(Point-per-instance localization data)

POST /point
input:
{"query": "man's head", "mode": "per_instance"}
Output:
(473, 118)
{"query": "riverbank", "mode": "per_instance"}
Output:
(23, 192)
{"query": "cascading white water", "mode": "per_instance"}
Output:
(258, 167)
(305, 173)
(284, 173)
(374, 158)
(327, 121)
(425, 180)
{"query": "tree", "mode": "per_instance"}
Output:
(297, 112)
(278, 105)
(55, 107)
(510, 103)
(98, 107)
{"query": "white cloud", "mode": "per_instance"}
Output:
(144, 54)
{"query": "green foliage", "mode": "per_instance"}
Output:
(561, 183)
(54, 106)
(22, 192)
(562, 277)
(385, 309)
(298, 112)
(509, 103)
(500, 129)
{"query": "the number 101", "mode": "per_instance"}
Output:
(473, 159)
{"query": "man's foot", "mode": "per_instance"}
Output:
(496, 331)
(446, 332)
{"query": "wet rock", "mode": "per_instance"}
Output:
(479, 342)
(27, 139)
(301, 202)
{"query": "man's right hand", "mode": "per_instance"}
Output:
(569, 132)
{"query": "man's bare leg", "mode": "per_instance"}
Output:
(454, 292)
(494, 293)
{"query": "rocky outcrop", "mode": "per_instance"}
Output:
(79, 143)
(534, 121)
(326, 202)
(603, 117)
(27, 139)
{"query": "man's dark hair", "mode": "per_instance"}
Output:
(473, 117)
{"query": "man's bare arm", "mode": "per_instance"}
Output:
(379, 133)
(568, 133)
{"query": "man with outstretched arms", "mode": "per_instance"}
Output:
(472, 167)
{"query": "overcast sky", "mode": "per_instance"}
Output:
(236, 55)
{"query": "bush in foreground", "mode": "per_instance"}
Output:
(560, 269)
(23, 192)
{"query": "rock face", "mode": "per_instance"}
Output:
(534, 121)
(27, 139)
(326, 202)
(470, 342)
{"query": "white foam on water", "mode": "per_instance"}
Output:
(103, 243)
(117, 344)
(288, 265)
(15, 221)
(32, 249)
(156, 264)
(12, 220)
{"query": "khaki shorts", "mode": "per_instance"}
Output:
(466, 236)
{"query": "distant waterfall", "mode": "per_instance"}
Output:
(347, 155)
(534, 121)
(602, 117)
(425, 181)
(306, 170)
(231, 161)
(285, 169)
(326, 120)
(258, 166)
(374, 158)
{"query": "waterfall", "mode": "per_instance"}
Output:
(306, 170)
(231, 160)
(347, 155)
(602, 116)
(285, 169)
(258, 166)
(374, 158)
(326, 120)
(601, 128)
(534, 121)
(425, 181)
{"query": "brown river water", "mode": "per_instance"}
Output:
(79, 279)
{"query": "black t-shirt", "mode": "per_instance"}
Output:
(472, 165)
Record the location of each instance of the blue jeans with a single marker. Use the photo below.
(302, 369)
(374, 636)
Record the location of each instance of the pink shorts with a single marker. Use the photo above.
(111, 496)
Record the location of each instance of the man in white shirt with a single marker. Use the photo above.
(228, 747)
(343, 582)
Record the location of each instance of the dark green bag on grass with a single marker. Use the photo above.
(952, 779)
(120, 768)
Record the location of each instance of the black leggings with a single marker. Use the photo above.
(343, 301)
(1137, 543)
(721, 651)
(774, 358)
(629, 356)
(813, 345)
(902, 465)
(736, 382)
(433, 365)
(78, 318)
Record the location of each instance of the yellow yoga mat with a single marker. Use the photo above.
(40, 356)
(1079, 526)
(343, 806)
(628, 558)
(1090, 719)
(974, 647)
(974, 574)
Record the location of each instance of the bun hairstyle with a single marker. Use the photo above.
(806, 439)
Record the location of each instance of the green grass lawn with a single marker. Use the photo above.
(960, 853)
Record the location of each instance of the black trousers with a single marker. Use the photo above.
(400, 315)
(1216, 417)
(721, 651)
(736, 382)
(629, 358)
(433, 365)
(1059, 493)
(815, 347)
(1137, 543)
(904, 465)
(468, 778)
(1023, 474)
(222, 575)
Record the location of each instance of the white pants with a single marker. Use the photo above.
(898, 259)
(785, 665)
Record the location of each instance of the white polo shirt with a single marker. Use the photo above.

## [Exercise]
Take the lines above and retype all of them exactly.

## [Exercise result]
POST /point
input:
{"query": "man's head", "mode": "per_instance"}
Output:
(473, 118)
{"query": "riverbank", "mode": "per_instance"}
Output:
(23, 192)
{"query": "cascading white water", "mode": "per_instance"}
Output:
(258, 167)
(305, 173)
(284, 173)
(374, 158)
(327, 121)
(425, 180)
{"query": "tree", "mode": "per_instance"}
Output:
(297, 112)
(278, 105)
(55, 107)
(510, 103)
(98, 107)
{"query": "white cloud", "mode": "per_instance"}
Output:
(144, 54)
{"query": "green foliage", "mode": "per_instance"}
Output:
(561, 183)
(54, 106)
(22, 192)
(562, 277)
(385, 309)
(298, 112)
(509, 103)
(500, 129)
{"query": "the number 101", "mode": "per_instance"}
Output:
(473, 159)
{"query": "man's foot", "mode": "per_instance"}
Output:
(496, 331)
(446, 332)
{"query": "wet rock", "mode": "per_instance"}
Output:
(479, 342)
(27, 139)
(301, 202)
{"query": "man's right hand", "mode": "per_instance"}
Output:
(569, 132)
{"query": "man's bare leg", "mode": "per_instance"}
Output:
(454, 292)
(494, 293)
{"query": "rocky outcrop", "mode": "per_instance"}
Output:
(79, 143)
(534, 121)
(326, 202)
(603, 117)
(27, 139)
{"query": "man's dark hair", "mode": "per_instance"}
Output:
(473, 117)
{"query": "man's bare arm", "mode": "per_instance"}
Output:
(379, 133)
(568, 133)
{"query": "man with outstretched arms", "mode": "per_instance"}
Output:
(472, 167)
{"query": "overcast sky", "mode": "per_instance"}
Output:
(236, 55)
{"query": "bush in foreground", "mode": "per_instance"}
Output:
(560, 269)
(23, 192)
{"query": "rock face", "mode": "per_instance"}
Output:
(534, 121)
(27, 139)
(326, 202)
(470, 342)
{"query": "white foam on water", "mode": "per_instance"}
Output:
(103, 243)
(117, 344)
(288, 265)
(15, 221)
(32, 249)
(156, 264)
(12, 220)
{"query": "khaki shorts", "mode": "per_instance"}
Output:
(466, 236)
{"query": "distant waterfall", "mode": "per_instance"}
Output:
(347, 155)
(534, 121)
(602, 117)
(425, 181)
(306, 170)
(231, 161)
(285, 169)
(326, 120)
(258, 166)
(374, 158)
{"query": "waterfall", "mode": "per_instance"}
Output:
(306, 170)
(231, 160)
(347, 155)
(602, 116)
(285, 169)
(258, 166)
(374, 158)
(326, 120)
(601, 128)
(534, 121)
(425, 181)
{"query": "brown river water", "mode": "per_instance"}
Output:
(79, 279)
{"query": "black t-shirt", "mode": "per_instance"}
Output:
(472, 165)
Record the location of each instance of the blue jeans with a single marker. Use the photo below.
(302, 369)
(374, 636)
Record the location of each instance of the pink shorts with a single marker. Use the photo above.
(111, 496)
Record the location of each instance of the man in white shirt with a single marker. Use the photo above.
(228, 747)
(343, 582)
Record the location of each instance of the dark green bag on grass with a single marker. Use the photo above.
(952, 779)
(120, 768)
Record the location of each instance of the black leggings with a single marker. Use the photo above.
(343, 301)
(1137, 543)
(721, 651)
(774, 358)
(629, 356)
(813, 345)
(902, 465)
(736, 382)
(433, 365)
(78, 318)
Record the location of each instance of the yellow yoga mat with a single marker. Use the photo above.
(40, 356)
(1079, 526)
(343, 806)
(628, 558)
(1090, 719)
(974, 647)
(974, 574)
Record the location of each instance of the bun hairstyle with a single marker. Use the photo above.
(806, 439)
Record the location of each instance of the green grass lawn with a single marker. Use the photo above.
(960, 853)
Record the location of each instance of the black trousers with a single marker. Use the photo above.
(400, 315)
(1216, 417)
(721, 651)
(736, 382)
(629, 358)
(433, 365)
(1059, 493)
(815, 347)
(1137, 543)
(904, 465)
(468, 778)
(1023, 474)
(222, 575)
Record the location of each instance of the white pants with a single marker. Use the photo above.
(898, 259)
(785, 665)
Record the location of each instance of the white polo shirt with a single marker. Use the photo above.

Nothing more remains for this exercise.